● **Short exercise**:
Reproduce the material below word for word, changing nothing.

============

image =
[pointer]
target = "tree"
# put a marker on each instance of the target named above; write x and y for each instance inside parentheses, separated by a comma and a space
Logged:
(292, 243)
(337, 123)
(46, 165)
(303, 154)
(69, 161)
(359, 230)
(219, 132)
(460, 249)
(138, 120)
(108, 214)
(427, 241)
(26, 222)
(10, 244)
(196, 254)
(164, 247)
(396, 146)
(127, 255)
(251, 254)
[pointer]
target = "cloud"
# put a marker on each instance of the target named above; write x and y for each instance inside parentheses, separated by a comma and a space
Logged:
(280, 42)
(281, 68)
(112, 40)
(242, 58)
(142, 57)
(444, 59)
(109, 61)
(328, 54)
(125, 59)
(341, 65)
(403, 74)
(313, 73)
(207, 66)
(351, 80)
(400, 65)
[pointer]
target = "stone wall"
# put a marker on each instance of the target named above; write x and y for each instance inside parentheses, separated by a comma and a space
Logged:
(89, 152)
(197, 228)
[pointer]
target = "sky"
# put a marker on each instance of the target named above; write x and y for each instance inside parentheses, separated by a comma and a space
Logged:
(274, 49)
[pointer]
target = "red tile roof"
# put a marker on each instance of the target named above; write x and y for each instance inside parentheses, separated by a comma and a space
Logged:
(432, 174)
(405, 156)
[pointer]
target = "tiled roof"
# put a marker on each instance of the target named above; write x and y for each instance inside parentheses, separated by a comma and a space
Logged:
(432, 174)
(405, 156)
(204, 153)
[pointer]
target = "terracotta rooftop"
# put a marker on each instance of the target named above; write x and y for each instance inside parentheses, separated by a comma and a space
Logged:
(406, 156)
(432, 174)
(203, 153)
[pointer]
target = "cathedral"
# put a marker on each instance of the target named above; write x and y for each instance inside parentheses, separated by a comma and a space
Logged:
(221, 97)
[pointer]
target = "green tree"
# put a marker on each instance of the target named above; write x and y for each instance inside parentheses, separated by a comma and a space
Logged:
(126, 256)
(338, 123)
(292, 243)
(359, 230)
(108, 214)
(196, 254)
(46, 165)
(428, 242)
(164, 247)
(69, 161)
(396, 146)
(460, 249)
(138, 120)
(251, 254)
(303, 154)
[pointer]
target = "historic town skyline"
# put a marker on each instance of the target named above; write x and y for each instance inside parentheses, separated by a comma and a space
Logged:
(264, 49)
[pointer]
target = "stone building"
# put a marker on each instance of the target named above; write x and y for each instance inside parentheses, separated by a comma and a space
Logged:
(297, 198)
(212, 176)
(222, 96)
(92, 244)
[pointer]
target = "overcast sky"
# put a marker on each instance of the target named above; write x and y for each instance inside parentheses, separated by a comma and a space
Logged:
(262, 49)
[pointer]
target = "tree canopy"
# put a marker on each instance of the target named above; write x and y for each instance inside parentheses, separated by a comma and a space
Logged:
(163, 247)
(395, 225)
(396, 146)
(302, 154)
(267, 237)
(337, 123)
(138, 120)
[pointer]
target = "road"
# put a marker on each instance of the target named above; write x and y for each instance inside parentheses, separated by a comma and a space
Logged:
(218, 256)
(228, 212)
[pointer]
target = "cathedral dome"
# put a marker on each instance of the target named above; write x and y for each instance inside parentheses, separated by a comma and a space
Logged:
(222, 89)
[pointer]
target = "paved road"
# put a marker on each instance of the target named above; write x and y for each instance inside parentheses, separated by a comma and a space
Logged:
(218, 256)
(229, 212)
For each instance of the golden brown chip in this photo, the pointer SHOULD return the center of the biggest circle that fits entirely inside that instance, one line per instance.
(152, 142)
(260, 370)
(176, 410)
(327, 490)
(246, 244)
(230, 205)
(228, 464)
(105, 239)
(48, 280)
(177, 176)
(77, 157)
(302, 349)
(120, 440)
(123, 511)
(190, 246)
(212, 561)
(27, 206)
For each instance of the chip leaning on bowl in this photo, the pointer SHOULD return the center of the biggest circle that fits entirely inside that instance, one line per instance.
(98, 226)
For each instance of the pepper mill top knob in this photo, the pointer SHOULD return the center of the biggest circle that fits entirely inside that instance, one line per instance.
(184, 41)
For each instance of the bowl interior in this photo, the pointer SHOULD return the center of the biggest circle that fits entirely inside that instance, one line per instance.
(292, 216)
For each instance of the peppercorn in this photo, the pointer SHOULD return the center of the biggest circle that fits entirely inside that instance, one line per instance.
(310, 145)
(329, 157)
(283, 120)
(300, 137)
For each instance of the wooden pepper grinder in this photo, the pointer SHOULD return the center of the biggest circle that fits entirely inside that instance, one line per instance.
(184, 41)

============

● **Solution below**:
image =
[pointer]
target = "tree"
# put a marker on each instance of the target named above; write x and y for each instance inside parentheses, separated by a comma and a space
Logged:
(292, 243)
(337, 123)
(46, 165)
(303, 154)
(69, 161)
(359, 230)
(219, 132)
(460, 249)
(138, 120)
(108, 214)
(427, 241)
(26, 222)
(10, 244)
(196, 254)
(164, 247)
(396, 146)
(127, 255)
(251, 254)
[pointer]
target = "cloud"
# put a marker on each instance of the target named above; write x and y for each instance inside parentheses, separated by a comma and a space
Logged:
(280, 42)
(281, 68)
(112, 40)
(242, 58)
(142, 57)
(444, 59)
(109, 61)
(328, 54)
(125, 59)
(341, 65)
(403, 74)
(313, 73)
(207, 66)
(351, 80)
(400, 65)
[pointer]
target = "stone wall"
# put a marker on each instance of the target named above; write x and y for each instance inside parentheses, separated by a comma and a space
Logged:
(89, 152)
(197, 228)
[pointer]
target = "sky"
# put a marker on each instance of the target named above; write x and y for each instance inside parentheses, separated by a comma and a space
Logged:
(274, 49)
[pointer]
target = "red tile roof"
# put a marker on each instance of the target named above; write x and y for each instance inside parentheses, separated by a comma and a space
Logged:
(432, 174)
(405, 156)
[pointer]
target = "tiled roof"
# put a marker on each instance of the target named above; write x and y for each instance inside parentheses, separated by a comma and a space
Logged:
(432, 174)
(405, 156)
(204, 153)
[pointer]
target = "terracotta rooftop"
# put a marker on each instance of the target named above; write x and y for each instance inside parentheses, separated by a comma and a space
Logged:
(406, 156)
(432, 174)
(203, 153)
[pointer]
target = "cathedral"
# put a marker on each instance of the target named above; write x and y for each instance inside parentheses, separated by a comma and a space
Logged:
(221, 97)
[pointer]
target = "green tree"
# put a marker on each instance of the target named above; write x and y for each instance inside parentheses, separated by a comma and a space
Logged:
(126, 256)
(338, 123)
(292, 243)
(359, 230)
(108, 214)
(196, 254)
(46, 165)
(428, 242)
(164, 247)
(69, 161)
(396, 146)
(460, 249)
(138, 120)
(251, 254)
(303, 154)
[pointer]
target = "historic town skyline"
# put a marker on each instance of the target named above; write x and y for each instance inside parentheses, separated by a comma and a space
Logged:
(264, 49)
[pointer]
target = "stone building"
# put a marker on each instance of the target named above; write x and y for each instance inside parentheses, separated by a comma and a space
Logged:
(297, 198)
(212, 176)
(222, 96)
(92, 244)
[pointer]
target = "overcast sky"
# put a marker on each instance of the target named above; write x and y for each instance inside parentheses, separated by a comma and a space
Logged:
(262, 49)
[pointer]
target = "tree canopy"
# put a marker on each instance of the target named above; write x and y for each instance inside parentheses, separated by a comma and a space
Logged:
(163, 247)
(395, 225)
(396, 146)
(302, 154)
(267, 237)
(337, 123)
(138, 120)
[pointer]
target = "road"
# put a marker on each instance of the target named above; write x and y for each instance inside parentheses, separated by a comma and a space
Logged:
(218, 256)
(228, 212)
[pointer]
target = "cathedral dome"
# put a marker on each instance of the target named above; write x and y for each instance inside parentheses, separated by a comma and a space
Logged:
(222, 89)
[pointer]
target = "paved road"
# put a marker on each instance of the target named above; write x and y for each instance inside parentheses, separated by a comma and a space
Logged:
(218, 256)
(229, 212)
For each instance of the golden brown chip in this photo, the pointer SHOULD return the center of the biggest circle that fits entirely inside that instance, one line per instance.
(152, 142)
(260, 370)
(176, 410)
(327, 490)
(246, 244)
(230, 205)
(228, 464)
(105, 239)
(48, 280)
(177, 176)
(77, 157)
(302, 349)
(120, 440)
(123, 511)
(190, 246)
(212, 561)
(27, 206)
For each instance of the chip leaning on bowl in this photo, the pointer SHOULD return the center of the biggest circle that fits entirely inside that instance, one line per instance.
(98, 226)
For each instance of the pepper mill top knob in this photo, the pointer SHOULD return the center of the biggest circle that fits entirely inside that instance, one line per instance.
(184, 41)
For each instance of the bowl interior in this photo, the pointer SHOULD return the center of the biggest circle that fits entirely inside that instance, one line per instance.
(292, 216)
For each instance of the peppercorn in this photo, the pointer SHOULD return the center of the biggest circle that fits entirely inside that instance, one line per instance.
(310, 145)
(329, 157)
(283, 120)
(300, 137)
For each instance of the wooden pepper grinder in this photo, the pointer SHOULD return the center of the biggest circle that fits entirely inside that instance, one line per instance.
(184, 41)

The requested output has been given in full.